§ EXERCISE REQUIREMENTS: Repeat each entry as written, dropping any picture you find.

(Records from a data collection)
★ ★ ★ ★ ★

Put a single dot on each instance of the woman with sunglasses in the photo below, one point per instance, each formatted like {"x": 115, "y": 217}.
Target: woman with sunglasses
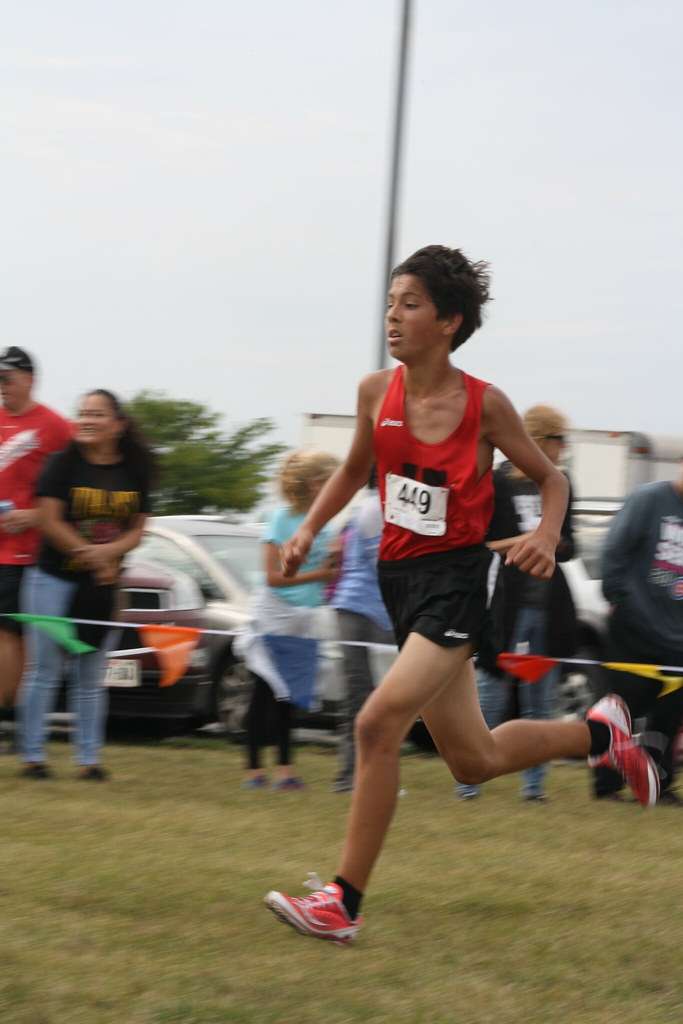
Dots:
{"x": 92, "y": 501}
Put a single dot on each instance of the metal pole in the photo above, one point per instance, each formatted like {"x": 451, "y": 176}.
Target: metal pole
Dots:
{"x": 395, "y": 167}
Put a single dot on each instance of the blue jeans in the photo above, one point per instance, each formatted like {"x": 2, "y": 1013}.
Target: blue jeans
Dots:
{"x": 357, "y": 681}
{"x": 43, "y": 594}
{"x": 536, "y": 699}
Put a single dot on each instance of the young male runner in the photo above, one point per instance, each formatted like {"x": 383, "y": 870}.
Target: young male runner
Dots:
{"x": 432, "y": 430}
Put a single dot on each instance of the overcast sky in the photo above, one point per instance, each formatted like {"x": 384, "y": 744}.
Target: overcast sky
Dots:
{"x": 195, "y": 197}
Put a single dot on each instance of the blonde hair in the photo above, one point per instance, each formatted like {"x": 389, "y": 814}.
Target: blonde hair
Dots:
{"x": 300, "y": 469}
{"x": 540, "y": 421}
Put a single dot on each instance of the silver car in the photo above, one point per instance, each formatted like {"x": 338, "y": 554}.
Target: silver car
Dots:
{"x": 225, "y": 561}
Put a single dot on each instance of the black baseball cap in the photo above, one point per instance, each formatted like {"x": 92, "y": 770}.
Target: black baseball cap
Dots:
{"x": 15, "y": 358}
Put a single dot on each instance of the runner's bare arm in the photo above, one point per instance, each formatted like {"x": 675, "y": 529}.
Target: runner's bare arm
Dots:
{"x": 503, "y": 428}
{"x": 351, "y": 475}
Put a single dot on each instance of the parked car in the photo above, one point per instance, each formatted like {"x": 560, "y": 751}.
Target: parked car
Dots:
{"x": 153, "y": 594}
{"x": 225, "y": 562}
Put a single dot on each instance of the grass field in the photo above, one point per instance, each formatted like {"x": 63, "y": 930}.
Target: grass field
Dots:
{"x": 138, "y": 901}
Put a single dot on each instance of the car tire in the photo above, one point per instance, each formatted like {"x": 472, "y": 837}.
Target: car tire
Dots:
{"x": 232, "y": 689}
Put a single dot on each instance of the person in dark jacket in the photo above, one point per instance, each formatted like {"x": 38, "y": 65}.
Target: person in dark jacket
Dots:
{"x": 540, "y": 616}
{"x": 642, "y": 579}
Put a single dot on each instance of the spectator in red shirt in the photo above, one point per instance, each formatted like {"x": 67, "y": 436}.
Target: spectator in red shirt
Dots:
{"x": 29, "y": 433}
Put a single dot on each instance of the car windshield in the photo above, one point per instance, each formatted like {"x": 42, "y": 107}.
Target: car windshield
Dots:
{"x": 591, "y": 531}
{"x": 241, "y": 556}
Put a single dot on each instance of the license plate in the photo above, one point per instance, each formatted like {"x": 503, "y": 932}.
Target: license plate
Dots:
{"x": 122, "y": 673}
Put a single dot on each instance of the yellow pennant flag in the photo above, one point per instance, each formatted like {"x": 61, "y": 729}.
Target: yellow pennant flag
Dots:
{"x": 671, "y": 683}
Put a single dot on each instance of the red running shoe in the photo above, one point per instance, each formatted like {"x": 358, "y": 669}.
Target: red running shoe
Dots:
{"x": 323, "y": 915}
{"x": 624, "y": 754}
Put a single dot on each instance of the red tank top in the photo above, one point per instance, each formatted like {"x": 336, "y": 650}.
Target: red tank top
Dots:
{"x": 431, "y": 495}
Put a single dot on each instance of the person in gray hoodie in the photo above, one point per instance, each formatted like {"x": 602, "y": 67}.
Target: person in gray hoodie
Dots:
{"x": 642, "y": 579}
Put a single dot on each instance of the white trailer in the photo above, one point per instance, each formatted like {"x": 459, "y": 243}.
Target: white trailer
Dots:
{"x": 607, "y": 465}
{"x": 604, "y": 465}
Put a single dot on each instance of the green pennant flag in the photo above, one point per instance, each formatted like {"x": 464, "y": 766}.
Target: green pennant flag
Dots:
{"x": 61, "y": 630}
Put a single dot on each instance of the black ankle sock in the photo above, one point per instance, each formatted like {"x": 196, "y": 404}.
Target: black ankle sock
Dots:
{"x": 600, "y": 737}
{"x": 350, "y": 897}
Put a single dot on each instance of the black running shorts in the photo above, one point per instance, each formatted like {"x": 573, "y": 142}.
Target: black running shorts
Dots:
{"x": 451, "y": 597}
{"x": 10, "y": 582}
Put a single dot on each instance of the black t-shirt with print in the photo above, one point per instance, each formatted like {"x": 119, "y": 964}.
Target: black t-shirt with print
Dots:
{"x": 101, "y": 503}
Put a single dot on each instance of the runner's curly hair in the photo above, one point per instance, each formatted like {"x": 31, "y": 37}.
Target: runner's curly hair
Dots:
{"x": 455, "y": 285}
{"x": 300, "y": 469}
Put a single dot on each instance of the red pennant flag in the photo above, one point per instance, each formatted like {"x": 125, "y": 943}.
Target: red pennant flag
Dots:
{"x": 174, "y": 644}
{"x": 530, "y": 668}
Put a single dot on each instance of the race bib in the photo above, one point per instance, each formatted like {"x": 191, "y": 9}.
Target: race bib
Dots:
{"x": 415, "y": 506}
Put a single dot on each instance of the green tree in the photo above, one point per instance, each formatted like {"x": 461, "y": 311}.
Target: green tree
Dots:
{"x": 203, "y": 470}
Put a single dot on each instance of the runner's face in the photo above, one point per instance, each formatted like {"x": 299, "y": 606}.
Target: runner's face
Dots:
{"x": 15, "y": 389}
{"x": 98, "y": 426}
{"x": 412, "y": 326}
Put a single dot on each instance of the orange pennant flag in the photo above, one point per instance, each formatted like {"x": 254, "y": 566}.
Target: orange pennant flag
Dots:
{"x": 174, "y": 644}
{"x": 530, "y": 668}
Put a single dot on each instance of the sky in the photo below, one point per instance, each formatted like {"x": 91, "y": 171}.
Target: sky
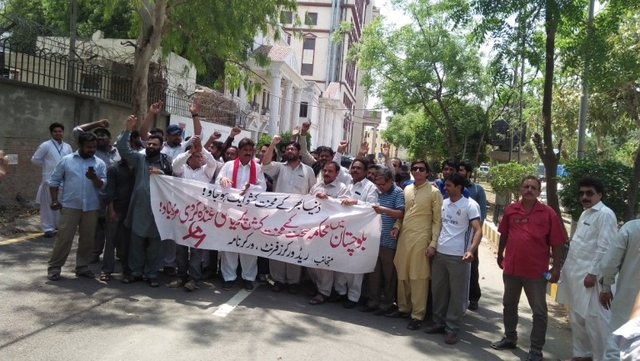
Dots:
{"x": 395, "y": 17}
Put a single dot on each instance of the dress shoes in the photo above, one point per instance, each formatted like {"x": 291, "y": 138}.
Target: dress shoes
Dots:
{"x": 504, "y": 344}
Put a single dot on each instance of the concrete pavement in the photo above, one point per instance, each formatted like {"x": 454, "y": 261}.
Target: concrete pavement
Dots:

★ ★ ★ ★ ★

§ RESULT FOR THIS TASK:
Put a single dot on each instance of the woman with sunglasses in the photo below, one point per instance, each formatted like {"x": 115, "y": 217}.
Target: woman with sunglasses
Dots:
{"x": 92, "y": 501}
Put a single dot on each instance of the metal pole in the photo above, one point per instance, each formatted like {"x": 451, "y": 176}.
Target: metal pole
Dots:
{"x": 395, "y": 167}
Put a single dot on each instance of the blue jeans in the photo above, one point per instance, each formatted like {"x": 2, "y": 1013}.
Target: blue jeans
Dots:
{"x": 357, "y": 681}
{"x": 43, "y": 594}
{"x": 536, "y": 699}
Put a single dot on each instance of the young male runner in the photo above, one point per instance, each formatted like {"x": 383, "y": 870}.
Target: young male runner
Dots:
{"x": 432, "y": 430}
Put a single dot on each instance of the overcast sky in the photo above, one point per instance, each formatted like {"x": 384, "y": 744}.
Target: overcast sky
Dots:
{"x": 195, "y": 197}
Put a single dot on each instance of the blonde hair in the photo above, one point per instance, each formatted like {"x": 389, "y": 814}.
Target: blonde hair
Dots:
{"x": 300, "y": 469}
{"x": 540, "y": 421}
Put a single dot on each instance of the silver car in the photo above, one point per instance, each formatted like {"x": 338, "y": 554}.
Target: silver car
Dots:
{"x": 225, "y": 561}
Put a single dot on each instance of the black baseball cap in the photo above, one point per instance, each formatted like {"x": 92, "y": 770}.
Target: black baseball cap
Dots:
{"x": 15, "y": 358}
Put a single dot on each instance of the runner's bare arm in the photo above, one point per instance, each formatted like {"x": 675, "y": 529}.
Target: runner's bare arm
Dots:
{"x": 503, "y": 428}
{"x": 351, "y": 475}
Put a single dot on each instance of the parked car in the photo above, one point per instance, each formatted like {"x": 560, "y": 751}.
Target: parked car
Dots:
{"x": 153, "y": 594}
{"x": 225, "y": 562}
Put a single dot on each instance of the grass field in the photo above, one point per instance, each formatted like {"x": 63, "y": 930}.
Target: grass field
Dots:
{"x": 138, "y": 901}
Put a single dot on each instance of the car tire in the photo above, one point per instance, each formatted like {"x": 472, "y": 837}.
Target: car tire
Dots:
{"x": 232, "y": 689}
Put a single dot on each instance of the person in dark jacket in the photo above, one point per instance, each formatted like {"x": 38, "y": 65}.
Target: person in dark jacket
Dots:
{"x": 540, "y": 616}
{"x": 642, "y": 579}
Put a single dot on each instance of the spectator in red shirt in the photo above, one point per instance, each formatted like {"x": 67, "y": 436}.
Target: spectator in red shirt
Dots:
{"x": 29, "y": 433}
Put a single dot on each instance of the car windshield in the photo above, one point per instance, each formatted like {"x": 42, "y": 107}.
Target: car windshield
Dots:
{"x": 591, "y": 531}
{"x": 241, "y": 556}
Put a single dot on each instance of the license plate in the photo above, one point per instance, each formatted like {"x": 503, "y": 932}.
Target: license plate
Dots:
{"x": 122, "y": 673}
Put a single dot on each instance of the yellow pennant flag in the photo above, one point per instance, each formatted like {"x": 61, "y": 729}.
Target: yellow pennant flag
Dots:
{"x": 671, "y": 683}
Put a single dot on each instance of the red running shoe in the photo above, one point per instance, each formatted like {"x": 358, "y": 669}.
Target: red running shoe
Dots:
{"x": 323, "y": 915}
{"x": 624, "y": 754}
Put a single dot on each instance of the red tank top in the photo above, one point per instance, each formatted like {"x": 336, "y": 650}.
Target: red tank top
Dots:
{"x": 431, "y": 495}
Put a single dot on each instance of the person in gray hoodie in the photo above, one point per instance, each formatted like {"x": 602, "y": 67}.
Target: person in gray hoodie
Dots:
{"x": 642, "y": 579}
Put a single dot on each instance of the white trailer in the photo above, one point per instance, each formatted like {"x": 459, "y": 243}.
Target: white trailer
Dots:
{"x": 607, "y": 465}
{"x": 604, "y": 465}
Put a single dot on each instance of the green pennant flag in the photo above, one point per instance, each formatted like {"x": 464, "y": 766}.
Target: green pennant flag
Dots:
{"x": 61, "y": 630}
Put a single dot on each instance of the black ankle sock in the photo above, one point per instance, each formatted like {"x": 196, "y": 404}.
Target: black ankle sock
Dots:
{"x": 600, "y": 737}
{"x": 350, "y": 897}
Put a single dot on each instance of the black running shorts in the photo above, one point per instance, each formatted like {"x": 573, "y": 142}.
Target: black running shorts
Dots:
{"x": 451, "y": 597}
{"x": 10, "y": 582}
Put a single dot on each instance of the black t-shirt with print in the photo above, one point per instance, each formatted like {"x": 119, "y": 964}.
Target: black t-shirt with print
Dots:
{"x": 101, "y": 503}
Put a single dot on each instance of the runner's curly hair in the photo above, one point per instance, each formatted like {"x": 31, "y": 37}.
Target: runner's curly hair
Dots:
{"x": 455, "y": 285}
{"x": 300, "y": 469}
Put a single dot on each instance of the red pennant flag in the photo above, one point per instance, each formatted like {"x": 125, "y": 943}.
Target: red pennant flag
Dots:
{"x": 174, "y": 644}
{"x": 530, "y": 668}
Put a single dot on each instance of the race bib in the photo above, one point per instance, each formatted like {"x": 191, "y": 9}.
Target: race bib
Dots:
{"x": 415, "y": 506}
Put a single dot on each instance of the green tree in the photo above, one point per instance, each formatted like {"x": 461, "y": 311}.
Target: green tree
Dots:
{"x": 203, "y": 470}
Put a single dot on each instance of the runner's face in the photo above, one point per instance, each formatted like {"x": 299, "y": 606}.
Target: runner's face
Dots:
{"x": 15, "y": 389}
{"x": 98, "y": 426}
{"x": 412, "y": 326}
Put a single dot on each instance of the orange pennant flag in the photo above, one point per instance, each formatted like {"x": 254, "y": 566}.
Target: orange pennant flag
Dots:
{"x": 174, "y": 644}
{"x": 530, "y": 668}
Put a single dot on each instance of the sky in the photo below, one point per instance, each formatted like {"x": 91, "y": 171}.
Target: sky
Dots:
{"x": 395, "y": 17}
Put a single dot on each instance of the dress shoes in the photo above, one point per instance, each formatted like {"x": 291, "y": 138}.
Target: dress shoes
Dots:
{"x": 504, "y": 344}
Put a single dot on each instance of the concrete pavement in the photo above, one point per instance, each formatted like {"x": 454, "y": 261}.
Target: concrete pavement
Dots:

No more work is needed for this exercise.